──────── Exercise input

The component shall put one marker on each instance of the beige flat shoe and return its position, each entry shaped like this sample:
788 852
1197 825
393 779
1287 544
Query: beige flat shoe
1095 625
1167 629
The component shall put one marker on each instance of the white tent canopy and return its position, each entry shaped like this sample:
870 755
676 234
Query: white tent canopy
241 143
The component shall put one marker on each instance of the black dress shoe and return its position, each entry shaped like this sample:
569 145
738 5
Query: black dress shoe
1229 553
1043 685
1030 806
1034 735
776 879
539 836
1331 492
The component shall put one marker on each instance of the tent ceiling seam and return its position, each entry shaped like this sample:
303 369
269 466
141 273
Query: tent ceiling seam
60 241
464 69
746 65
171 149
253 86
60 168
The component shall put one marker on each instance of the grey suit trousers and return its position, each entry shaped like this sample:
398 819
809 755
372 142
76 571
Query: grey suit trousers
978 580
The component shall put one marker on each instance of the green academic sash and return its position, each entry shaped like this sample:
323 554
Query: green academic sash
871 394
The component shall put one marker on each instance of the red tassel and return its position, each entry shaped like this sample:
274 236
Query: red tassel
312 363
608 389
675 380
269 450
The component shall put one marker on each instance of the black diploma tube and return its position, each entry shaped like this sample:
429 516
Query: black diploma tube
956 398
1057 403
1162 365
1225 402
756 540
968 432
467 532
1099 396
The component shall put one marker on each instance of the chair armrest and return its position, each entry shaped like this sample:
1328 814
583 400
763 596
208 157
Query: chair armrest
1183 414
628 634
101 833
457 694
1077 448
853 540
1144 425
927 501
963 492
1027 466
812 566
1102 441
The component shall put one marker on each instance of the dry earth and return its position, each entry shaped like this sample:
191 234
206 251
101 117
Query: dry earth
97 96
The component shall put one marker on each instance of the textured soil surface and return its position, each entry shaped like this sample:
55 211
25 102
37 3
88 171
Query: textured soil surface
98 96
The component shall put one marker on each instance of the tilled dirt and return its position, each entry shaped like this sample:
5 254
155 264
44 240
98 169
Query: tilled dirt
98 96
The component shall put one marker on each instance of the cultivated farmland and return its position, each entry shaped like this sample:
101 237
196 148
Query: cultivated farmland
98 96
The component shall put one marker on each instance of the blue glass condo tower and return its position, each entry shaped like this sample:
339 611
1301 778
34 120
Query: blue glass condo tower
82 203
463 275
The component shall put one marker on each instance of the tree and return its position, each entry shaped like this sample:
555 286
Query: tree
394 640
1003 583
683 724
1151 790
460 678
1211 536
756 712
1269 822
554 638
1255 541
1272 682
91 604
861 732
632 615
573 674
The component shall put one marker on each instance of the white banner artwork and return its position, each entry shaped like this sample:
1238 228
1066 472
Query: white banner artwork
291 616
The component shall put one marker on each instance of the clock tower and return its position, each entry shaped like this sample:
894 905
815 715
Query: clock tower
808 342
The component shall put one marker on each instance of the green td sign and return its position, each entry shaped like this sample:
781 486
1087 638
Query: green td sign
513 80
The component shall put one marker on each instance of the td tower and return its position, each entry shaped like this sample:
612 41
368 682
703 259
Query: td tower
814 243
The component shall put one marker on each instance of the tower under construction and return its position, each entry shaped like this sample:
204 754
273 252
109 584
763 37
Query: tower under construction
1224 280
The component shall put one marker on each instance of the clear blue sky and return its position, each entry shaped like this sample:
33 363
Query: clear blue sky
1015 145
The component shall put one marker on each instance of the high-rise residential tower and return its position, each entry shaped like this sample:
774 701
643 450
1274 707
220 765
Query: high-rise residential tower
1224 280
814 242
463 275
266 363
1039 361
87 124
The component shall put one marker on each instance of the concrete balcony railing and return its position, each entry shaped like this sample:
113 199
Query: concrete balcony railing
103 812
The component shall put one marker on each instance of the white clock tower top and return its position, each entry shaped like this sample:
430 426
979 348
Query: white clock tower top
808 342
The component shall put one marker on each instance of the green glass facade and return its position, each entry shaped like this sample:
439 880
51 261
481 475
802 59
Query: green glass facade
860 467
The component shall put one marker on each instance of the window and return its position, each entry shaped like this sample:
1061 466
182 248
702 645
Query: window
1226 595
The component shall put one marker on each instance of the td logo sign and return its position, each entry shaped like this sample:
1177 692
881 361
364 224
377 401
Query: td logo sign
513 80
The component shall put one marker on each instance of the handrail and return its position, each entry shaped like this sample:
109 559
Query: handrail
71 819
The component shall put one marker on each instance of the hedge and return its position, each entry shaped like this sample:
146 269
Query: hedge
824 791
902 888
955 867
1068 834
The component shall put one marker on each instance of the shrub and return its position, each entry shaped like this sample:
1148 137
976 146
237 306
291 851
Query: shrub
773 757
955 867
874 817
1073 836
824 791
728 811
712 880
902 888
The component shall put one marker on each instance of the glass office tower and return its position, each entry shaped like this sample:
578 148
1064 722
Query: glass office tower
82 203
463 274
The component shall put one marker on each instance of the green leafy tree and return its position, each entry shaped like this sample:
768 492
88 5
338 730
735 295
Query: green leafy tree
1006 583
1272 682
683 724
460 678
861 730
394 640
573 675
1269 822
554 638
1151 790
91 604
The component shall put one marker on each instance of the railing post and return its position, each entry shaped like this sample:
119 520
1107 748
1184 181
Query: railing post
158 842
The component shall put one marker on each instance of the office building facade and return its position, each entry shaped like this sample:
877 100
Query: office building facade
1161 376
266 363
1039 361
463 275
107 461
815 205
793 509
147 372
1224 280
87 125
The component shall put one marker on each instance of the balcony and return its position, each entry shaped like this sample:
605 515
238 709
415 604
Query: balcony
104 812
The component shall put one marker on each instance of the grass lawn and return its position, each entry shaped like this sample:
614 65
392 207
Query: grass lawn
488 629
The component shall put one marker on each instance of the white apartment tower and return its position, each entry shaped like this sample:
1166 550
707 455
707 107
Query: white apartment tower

────────────────

### Requirement
Print only the lines from the one with "of the office" to the end of the records, both included.

### Complete response
The component shall put one marker on each instance of the office building facade and return its position, each entry shaped like this sample:
877 100
Query: office building facade
1161 376
266 363
1039 361
463 275
107 461
815 205
793 509
147 372
1224 280
87 125
The component shall put one marker on each instance of the balcony and return its position, each entry shaped like this sample:
605 515
238 709
415 604
Query: balcony
104 812
The component shall put one marker on each instance of the grass lawn and return its position, each entry shaped like this sample:
614 65
392 207
Query: grass lawn
488 629
The component shall put one marker on each instance of the white apartment tower and return its position, each entry shaped like this sample:
1166 550
707 455
707 107
Query: white apartment tower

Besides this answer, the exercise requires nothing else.